Task instructions :: Copy every line of the items below in full, offsetting each x and y coordinate in the answers by -33.

Given records ::
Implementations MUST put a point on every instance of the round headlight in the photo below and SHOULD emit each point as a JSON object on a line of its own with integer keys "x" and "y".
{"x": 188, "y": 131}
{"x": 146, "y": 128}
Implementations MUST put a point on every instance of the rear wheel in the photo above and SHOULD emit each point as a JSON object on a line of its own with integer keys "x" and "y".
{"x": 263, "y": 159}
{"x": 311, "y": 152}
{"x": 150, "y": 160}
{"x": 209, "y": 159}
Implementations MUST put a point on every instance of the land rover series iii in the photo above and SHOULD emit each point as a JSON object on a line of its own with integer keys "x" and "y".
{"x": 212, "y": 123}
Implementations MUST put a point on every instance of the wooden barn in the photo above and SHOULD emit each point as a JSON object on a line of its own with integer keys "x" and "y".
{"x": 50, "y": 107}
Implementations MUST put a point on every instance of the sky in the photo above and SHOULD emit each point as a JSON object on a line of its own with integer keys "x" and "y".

Exercise result ::
Implementations MUST put a point on every instance of the round headlight in the photo below and SHOULD emit each point as a JSON object on a line of its own with integer keys "x" and "y".
{"x": 155, "y": 98}
{"x": 113, "y": 95}
Implementations MUST put a point on every instance of the rear wheel in the photo above and SHOULD emit each point as a JSON object on a line of its own with integer keys "x" and "y".
{"x": 230, "y": 126}
{"x": 278, "y": 119}
{"x": 117, "y": 127}
{"x": 176, "y": 126}
Implementations MUST put a point on every instance of the land rover series iii in the photo above and SHOULD emit each point as a JSON object on a line of its own with integer keys "x" and "y".
{"x": 179, "y": 90}
Implementations MUST put a point on every instance of the wooden barn in the photo above and SHOULD emit each point as a JSON object on a line of its own with integer keys "x" and "y".
{"x": 17, "y": 74}
Implementations MUST put a point on every instance of the sky in the photo above and SHOULD emit each point as a JSON object on a line of its own with integer keys "x" and "y".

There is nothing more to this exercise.